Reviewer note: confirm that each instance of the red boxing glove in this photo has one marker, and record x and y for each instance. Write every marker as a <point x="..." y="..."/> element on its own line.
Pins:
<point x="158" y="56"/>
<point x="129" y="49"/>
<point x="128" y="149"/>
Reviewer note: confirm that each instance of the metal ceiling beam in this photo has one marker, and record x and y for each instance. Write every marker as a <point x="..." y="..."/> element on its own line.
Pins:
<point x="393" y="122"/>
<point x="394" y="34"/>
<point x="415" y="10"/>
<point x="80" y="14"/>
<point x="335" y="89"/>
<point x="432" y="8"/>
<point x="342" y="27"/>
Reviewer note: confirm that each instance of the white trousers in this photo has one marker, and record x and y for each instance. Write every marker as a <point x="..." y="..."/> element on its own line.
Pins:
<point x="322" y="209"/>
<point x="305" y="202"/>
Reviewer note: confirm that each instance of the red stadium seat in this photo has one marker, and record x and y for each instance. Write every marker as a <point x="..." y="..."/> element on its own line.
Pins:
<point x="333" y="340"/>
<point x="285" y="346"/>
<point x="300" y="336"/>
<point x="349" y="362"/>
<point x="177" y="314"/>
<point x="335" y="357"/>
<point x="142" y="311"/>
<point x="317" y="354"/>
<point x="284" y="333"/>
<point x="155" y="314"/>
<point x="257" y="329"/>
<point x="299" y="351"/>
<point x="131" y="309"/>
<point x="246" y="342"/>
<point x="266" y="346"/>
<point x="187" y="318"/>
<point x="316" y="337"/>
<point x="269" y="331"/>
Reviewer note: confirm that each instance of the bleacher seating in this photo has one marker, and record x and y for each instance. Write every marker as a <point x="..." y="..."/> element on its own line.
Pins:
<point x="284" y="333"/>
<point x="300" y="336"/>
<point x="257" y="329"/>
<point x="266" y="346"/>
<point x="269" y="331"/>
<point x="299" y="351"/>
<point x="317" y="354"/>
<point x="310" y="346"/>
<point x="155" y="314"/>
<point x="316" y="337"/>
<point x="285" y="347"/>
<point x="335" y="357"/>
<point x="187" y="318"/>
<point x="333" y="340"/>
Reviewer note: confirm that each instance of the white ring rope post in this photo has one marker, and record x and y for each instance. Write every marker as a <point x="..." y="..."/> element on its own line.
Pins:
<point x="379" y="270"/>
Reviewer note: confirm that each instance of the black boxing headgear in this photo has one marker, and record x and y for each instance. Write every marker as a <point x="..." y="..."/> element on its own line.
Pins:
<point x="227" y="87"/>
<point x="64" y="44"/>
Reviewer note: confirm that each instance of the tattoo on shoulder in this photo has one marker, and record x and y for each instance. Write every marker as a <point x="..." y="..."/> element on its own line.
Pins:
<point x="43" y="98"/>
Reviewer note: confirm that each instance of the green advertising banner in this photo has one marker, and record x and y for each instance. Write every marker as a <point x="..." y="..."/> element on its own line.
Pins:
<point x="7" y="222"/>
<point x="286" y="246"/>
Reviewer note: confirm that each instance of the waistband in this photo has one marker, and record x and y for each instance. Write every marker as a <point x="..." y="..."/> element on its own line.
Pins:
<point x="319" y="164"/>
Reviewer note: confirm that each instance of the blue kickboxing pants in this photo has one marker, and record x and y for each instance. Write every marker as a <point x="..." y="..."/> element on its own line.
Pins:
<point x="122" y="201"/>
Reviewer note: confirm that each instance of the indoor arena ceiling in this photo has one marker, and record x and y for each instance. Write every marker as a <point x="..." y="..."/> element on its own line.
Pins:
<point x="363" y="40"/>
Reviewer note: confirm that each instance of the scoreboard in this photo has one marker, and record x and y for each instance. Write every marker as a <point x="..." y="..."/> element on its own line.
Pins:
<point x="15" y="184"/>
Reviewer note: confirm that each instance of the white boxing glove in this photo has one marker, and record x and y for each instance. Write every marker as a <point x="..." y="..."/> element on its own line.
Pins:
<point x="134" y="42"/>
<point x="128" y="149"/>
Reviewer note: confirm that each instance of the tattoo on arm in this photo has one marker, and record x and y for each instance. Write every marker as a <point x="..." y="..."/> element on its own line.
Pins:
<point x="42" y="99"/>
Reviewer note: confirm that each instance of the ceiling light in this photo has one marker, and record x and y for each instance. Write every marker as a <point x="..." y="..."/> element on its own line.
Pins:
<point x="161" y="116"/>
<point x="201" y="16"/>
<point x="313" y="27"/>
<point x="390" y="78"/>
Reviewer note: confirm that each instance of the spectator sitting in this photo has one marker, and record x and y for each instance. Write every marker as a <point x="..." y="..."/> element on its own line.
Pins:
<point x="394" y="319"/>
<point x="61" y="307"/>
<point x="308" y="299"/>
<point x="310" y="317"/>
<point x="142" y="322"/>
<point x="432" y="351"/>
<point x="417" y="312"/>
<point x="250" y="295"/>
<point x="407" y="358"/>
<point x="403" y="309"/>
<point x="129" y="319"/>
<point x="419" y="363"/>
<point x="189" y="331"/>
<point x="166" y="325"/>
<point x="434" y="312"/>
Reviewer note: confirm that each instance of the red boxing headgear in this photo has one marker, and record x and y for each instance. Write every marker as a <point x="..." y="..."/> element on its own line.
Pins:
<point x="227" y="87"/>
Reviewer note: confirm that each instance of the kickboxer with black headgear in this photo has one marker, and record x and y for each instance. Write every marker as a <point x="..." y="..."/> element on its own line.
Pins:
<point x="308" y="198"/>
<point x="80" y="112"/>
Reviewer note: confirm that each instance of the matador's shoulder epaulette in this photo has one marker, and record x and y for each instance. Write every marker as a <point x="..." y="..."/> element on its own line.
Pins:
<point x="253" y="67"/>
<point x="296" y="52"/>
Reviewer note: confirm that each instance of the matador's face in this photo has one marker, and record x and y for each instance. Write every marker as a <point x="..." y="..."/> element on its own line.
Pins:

---

(EXERCISE DESCRIPTION)
Return a copy of each line of the material that holds the word "white".

(THE ANSWER)
Reviewer note: confirm that each instance of the white trousers in this photo has one marker, and record x and y for each instance. Write every marker as a <point x="..." y="..."/> element on its own line.
Reviewer note: confirm that each instance of the white ring rope post in this photo has one marker, and record x and y for each instance. Write every marker as a <point x="..." y="..."/> element on its own line.
Reviewer note: confirm that each instance of the white boxing glove in this photo has one marker, and record x and y for each instance. Write every marker as a <point x="..." y="..."/> element on its own line.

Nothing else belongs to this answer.